◆ Required work: Change "Trace" to "Draw" in the entries running from the line containing "job: blue background" through the end of the entries, both ends included, and reproduce only those lines with nothing else altered.

══ Supplied information

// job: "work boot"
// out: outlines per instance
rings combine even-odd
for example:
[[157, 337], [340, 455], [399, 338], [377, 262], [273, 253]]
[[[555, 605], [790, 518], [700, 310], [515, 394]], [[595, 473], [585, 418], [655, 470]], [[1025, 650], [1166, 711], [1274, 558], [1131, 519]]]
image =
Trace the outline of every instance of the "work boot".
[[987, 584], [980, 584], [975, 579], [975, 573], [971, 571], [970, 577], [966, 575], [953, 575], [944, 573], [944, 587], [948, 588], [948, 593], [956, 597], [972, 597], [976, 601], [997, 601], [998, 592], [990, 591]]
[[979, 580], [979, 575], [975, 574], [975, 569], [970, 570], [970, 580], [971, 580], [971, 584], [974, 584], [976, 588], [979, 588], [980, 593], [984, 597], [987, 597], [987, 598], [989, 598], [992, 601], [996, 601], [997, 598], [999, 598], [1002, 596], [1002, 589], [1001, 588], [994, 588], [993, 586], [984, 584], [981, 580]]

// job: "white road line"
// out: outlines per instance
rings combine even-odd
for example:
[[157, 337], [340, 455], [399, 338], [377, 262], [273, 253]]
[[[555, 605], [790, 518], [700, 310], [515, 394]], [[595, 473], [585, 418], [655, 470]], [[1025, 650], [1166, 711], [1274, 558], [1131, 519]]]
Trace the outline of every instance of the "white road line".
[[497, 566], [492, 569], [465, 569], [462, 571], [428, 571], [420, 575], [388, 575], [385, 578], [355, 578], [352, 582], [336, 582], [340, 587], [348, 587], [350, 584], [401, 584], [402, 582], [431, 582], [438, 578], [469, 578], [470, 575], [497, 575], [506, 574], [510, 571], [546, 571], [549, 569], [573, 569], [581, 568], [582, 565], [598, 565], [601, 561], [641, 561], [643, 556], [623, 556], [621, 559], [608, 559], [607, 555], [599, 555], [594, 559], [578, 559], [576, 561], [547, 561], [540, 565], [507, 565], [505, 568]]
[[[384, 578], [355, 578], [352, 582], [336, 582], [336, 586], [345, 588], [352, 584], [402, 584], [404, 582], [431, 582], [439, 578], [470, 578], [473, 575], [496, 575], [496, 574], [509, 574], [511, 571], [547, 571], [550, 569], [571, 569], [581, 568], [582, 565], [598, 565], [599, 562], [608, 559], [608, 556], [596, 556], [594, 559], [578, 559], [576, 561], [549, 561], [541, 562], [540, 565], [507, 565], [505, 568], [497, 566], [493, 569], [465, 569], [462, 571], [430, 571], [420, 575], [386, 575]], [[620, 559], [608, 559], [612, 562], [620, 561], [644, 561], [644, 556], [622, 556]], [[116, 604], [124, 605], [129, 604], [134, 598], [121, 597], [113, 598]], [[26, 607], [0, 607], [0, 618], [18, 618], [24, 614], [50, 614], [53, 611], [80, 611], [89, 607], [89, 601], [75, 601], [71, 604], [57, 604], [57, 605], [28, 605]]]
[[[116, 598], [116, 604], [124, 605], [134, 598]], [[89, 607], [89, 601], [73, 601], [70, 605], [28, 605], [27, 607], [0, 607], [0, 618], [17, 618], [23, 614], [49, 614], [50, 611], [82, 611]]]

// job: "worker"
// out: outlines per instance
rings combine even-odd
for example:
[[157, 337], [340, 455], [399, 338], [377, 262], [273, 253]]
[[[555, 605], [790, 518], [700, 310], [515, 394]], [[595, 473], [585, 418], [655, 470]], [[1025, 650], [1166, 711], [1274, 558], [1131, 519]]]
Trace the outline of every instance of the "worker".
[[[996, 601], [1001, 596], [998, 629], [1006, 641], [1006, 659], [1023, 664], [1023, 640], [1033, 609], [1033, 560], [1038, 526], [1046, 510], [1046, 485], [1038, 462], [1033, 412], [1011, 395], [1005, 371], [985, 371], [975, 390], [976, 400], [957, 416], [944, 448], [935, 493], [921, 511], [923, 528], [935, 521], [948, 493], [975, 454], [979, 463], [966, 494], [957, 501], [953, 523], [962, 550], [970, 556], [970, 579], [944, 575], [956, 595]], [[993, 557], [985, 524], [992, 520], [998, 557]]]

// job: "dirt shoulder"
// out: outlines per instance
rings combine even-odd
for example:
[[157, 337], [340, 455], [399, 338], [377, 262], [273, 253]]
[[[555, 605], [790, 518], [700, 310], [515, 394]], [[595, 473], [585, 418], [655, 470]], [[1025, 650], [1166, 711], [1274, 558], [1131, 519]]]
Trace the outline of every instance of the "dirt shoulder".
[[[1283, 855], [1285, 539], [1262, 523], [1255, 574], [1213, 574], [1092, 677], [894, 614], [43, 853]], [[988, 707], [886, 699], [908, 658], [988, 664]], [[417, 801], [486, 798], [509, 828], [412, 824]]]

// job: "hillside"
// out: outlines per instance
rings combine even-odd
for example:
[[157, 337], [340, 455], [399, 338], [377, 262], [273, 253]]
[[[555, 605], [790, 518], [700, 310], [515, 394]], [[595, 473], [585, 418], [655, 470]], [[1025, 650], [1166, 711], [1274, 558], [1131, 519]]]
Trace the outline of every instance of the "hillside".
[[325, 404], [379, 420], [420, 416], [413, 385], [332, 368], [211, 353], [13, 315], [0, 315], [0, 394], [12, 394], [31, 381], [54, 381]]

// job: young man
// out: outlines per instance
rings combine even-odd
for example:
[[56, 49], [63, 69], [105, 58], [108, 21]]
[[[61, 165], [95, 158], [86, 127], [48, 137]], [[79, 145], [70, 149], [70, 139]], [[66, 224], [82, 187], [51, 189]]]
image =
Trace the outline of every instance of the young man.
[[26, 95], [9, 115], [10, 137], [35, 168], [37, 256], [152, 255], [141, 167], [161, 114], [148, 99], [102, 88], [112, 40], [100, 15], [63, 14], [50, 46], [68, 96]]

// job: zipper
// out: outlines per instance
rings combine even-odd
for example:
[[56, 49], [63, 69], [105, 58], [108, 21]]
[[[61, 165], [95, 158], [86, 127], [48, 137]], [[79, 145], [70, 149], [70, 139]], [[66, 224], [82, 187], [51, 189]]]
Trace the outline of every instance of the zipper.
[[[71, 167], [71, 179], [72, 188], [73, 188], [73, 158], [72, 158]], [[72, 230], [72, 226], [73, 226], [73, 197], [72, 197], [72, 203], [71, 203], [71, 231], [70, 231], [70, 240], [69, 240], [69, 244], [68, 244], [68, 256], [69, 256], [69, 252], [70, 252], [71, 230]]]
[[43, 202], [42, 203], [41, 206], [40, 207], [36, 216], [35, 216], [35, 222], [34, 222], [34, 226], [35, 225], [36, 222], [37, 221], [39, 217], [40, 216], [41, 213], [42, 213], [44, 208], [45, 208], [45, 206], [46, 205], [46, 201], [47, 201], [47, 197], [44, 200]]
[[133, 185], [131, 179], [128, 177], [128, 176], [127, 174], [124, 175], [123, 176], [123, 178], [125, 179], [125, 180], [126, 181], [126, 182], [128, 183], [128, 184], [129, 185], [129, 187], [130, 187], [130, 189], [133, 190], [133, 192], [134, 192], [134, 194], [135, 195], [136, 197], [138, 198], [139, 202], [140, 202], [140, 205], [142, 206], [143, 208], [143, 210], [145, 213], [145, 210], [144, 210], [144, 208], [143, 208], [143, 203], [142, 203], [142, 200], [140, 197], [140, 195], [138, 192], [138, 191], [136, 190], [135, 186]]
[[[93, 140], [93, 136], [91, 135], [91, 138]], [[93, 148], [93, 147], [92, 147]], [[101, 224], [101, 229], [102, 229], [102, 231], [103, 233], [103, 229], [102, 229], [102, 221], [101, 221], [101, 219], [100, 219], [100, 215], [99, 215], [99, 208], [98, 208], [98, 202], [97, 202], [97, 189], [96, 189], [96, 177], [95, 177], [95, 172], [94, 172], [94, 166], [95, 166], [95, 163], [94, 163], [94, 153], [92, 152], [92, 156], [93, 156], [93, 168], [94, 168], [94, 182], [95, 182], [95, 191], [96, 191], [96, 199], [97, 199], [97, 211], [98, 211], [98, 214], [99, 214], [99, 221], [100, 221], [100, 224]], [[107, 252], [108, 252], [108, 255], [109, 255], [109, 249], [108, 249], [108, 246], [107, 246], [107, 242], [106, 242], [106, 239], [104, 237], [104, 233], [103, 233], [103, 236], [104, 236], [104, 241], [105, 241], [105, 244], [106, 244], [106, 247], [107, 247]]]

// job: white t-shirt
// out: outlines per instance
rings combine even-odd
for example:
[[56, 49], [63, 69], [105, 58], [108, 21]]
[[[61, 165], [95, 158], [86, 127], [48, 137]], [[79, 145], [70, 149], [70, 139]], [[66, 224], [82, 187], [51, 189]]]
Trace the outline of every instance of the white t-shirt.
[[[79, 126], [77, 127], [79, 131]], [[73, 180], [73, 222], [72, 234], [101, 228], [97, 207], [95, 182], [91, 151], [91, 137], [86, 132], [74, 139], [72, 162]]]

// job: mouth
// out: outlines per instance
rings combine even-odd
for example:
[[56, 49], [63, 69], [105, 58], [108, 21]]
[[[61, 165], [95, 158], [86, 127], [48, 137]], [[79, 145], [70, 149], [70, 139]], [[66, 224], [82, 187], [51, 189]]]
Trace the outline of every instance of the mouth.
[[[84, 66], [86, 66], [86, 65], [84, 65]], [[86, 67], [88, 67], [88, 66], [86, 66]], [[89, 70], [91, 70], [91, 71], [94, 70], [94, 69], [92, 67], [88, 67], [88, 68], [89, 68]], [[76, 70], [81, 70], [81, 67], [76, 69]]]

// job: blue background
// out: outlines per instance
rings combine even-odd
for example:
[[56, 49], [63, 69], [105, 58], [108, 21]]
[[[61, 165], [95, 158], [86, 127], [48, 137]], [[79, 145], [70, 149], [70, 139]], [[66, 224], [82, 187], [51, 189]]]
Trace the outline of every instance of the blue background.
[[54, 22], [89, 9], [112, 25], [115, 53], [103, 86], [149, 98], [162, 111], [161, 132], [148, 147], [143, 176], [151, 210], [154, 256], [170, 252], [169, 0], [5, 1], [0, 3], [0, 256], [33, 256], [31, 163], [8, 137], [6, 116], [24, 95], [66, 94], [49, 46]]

════

◆ Solution:
// job: blue background
// out: outlines per instance
rings combine even-odd
for example:
[[56, 49], [63, 69], [105, 58], [108, 21]]
[[[61, 165], [95, 158], [86, 127], [48, 137]], [[79, 145], [70, 149], [70, 139]], [[66, 224], [82, 187], [51, 189]]]
Draw the outline of every instance of the blue background.
[[54, 22], [89, 9], [112, 25], [115, 53], [103, 86], [149, 98], [162, 111], [161, 132], [148, 147], [143, 176], [151, 210], [154, 256], [170, 252], [169, 0], [5, 1], [0, 3], [0, 256], [33, 256], [31, 163], [8, 137], [6, 116], [24, 95], [66, 94], [49, 46]]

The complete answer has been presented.